**** INPUT DATA ****

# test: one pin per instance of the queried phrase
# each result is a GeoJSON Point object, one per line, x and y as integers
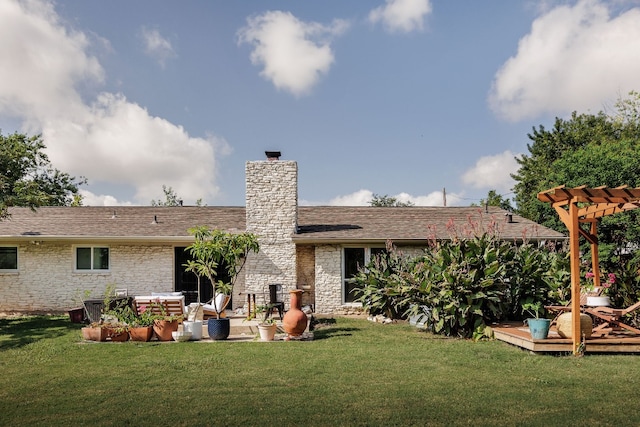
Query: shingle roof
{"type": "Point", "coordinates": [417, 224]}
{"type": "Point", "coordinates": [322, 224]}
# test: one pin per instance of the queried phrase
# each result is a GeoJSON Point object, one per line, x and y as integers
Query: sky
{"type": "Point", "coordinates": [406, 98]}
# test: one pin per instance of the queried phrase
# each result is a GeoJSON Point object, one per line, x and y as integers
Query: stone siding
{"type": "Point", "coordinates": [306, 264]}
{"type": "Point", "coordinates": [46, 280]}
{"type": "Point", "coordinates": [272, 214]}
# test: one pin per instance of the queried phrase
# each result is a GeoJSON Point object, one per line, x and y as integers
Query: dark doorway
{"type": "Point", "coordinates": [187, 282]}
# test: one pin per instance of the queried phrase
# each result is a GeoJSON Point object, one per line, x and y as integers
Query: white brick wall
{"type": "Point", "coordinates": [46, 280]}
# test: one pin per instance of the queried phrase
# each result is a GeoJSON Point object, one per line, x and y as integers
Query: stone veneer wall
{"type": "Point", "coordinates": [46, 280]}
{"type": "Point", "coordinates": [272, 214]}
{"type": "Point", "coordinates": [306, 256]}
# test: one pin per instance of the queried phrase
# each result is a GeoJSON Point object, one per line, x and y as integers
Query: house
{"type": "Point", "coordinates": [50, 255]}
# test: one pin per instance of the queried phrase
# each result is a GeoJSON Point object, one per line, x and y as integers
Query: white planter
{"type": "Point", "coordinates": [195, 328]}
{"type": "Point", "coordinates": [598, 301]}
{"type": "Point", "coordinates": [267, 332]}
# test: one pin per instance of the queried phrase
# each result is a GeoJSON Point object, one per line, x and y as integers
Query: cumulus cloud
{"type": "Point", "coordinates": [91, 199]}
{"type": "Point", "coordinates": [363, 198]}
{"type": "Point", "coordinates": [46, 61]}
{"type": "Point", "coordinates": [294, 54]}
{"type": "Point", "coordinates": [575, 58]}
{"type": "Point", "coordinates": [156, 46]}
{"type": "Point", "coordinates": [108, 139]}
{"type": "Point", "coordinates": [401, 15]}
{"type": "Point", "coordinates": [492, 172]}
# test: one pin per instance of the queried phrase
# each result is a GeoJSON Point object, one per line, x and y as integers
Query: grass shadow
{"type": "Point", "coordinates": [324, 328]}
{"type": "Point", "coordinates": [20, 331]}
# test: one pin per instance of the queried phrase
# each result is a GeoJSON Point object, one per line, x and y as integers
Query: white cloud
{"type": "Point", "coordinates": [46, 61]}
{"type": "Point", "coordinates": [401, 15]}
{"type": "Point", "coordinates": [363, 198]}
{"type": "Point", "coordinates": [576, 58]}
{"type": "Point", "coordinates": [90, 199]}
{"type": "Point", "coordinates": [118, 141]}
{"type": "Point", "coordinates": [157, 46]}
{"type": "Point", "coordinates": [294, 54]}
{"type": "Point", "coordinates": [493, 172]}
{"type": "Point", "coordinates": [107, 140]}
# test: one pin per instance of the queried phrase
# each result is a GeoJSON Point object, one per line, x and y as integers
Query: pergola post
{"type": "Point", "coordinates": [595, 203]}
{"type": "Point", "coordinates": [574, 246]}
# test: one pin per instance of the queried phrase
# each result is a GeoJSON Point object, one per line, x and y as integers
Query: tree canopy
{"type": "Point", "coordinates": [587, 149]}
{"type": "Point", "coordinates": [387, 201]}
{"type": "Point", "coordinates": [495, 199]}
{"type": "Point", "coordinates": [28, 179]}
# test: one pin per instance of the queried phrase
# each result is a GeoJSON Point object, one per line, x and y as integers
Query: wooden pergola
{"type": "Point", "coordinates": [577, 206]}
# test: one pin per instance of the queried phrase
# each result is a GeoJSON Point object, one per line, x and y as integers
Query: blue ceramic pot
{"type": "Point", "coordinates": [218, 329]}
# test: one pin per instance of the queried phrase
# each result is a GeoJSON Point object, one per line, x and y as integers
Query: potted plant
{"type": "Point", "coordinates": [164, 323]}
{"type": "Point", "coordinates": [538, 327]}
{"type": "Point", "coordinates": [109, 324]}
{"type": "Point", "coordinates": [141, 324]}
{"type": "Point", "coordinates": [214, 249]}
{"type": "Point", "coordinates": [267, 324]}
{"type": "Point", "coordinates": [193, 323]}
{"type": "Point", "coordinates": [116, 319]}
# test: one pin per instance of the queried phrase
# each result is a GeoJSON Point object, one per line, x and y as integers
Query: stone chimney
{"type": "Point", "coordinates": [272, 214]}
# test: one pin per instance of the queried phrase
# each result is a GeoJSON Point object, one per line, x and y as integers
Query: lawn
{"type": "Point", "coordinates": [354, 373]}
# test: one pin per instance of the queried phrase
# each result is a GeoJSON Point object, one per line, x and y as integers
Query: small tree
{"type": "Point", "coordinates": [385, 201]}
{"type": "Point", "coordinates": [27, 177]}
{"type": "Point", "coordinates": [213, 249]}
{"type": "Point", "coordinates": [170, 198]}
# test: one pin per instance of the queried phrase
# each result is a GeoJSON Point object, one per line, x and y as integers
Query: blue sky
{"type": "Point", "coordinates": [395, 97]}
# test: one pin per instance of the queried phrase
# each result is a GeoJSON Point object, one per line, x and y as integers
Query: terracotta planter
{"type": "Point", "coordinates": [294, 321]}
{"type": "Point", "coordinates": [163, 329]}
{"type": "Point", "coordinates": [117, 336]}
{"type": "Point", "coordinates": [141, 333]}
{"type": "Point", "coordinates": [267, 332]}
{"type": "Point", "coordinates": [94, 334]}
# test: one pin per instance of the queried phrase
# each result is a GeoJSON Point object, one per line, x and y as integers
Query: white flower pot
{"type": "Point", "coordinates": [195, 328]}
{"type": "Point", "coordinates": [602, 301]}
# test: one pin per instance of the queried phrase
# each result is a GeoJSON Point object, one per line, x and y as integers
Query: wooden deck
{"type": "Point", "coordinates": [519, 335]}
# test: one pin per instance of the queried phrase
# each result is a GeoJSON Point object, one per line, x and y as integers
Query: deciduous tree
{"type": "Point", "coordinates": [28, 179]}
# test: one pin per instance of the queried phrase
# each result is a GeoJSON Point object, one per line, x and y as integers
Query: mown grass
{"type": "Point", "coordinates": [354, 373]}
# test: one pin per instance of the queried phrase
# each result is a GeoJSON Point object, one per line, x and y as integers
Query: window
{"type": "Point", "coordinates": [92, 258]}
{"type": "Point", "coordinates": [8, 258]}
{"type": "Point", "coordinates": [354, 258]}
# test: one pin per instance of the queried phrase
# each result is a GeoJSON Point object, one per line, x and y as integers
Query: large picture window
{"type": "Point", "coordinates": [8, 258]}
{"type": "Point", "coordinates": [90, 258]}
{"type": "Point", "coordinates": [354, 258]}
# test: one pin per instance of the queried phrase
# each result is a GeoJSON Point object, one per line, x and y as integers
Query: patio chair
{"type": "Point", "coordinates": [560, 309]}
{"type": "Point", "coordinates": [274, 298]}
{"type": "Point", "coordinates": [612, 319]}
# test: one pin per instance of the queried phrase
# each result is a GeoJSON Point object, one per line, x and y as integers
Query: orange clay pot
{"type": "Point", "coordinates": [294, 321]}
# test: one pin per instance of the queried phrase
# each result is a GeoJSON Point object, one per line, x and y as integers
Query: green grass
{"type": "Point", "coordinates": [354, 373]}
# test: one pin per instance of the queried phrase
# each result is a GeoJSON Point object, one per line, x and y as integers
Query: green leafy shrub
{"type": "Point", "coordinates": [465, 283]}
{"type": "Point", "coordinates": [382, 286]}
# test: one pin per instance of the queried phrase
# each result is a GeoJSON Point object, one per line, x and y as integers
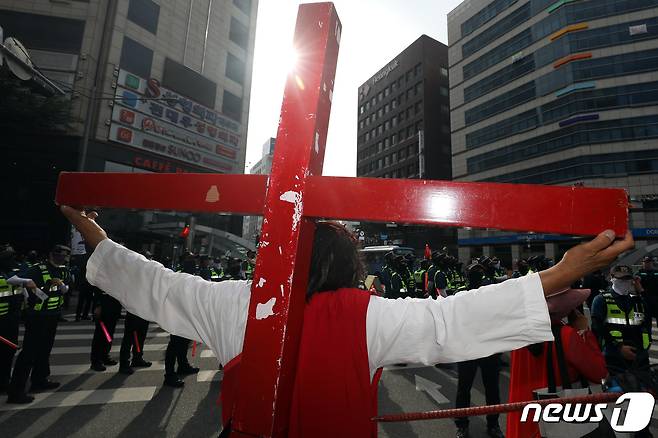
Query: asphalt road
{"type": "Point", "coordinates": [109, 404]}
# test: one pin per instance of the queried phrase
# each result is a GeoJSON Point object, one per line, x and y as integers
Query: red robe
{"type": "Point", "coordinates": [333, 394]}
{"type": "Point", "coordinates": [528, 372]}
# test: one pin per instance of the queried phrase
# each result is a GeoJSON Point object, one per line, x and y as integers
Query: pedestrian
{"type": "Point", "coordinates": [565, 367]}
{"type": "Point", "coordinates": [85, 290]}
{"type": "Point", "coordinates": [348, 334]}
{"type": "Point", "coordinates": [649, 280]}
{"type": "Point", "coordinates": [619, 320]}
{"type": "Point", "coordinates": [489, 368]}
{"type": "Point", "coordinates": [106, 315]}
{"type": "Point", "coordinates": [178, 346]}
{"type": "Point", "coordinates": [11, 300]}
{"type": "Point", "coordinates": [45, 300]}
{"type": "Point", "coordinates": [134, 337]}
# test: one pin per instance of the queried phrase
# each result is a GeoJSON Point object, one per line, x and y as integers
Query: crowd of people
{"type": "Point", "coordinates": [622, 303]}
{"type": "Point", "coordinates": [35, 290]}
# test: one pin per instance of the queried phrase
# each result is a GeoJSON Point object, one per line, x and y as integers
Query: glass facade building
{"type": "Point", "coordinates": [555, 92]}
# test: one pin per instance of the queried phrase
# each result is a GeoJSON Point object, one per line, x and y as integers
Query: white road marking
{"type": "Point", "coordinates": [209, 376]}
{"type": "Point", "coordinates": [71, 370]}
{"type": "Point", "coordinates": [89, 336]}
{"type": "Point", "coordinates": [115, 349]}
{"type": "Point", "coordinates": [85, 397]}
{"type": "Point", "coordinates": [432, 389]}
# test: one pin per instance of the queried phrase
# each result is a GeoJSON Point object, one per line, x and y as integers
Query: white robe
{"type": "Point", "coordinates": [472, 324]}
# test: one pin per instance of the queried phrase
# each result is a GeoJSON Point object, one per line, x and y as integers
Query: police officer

****

# [TASK BRIEF]
From the items above, pull out every line that contains the word "blue" and copy each one in full.

# [SOLUTION BELOW]
Query: blue ceramic pot
Query: blue sky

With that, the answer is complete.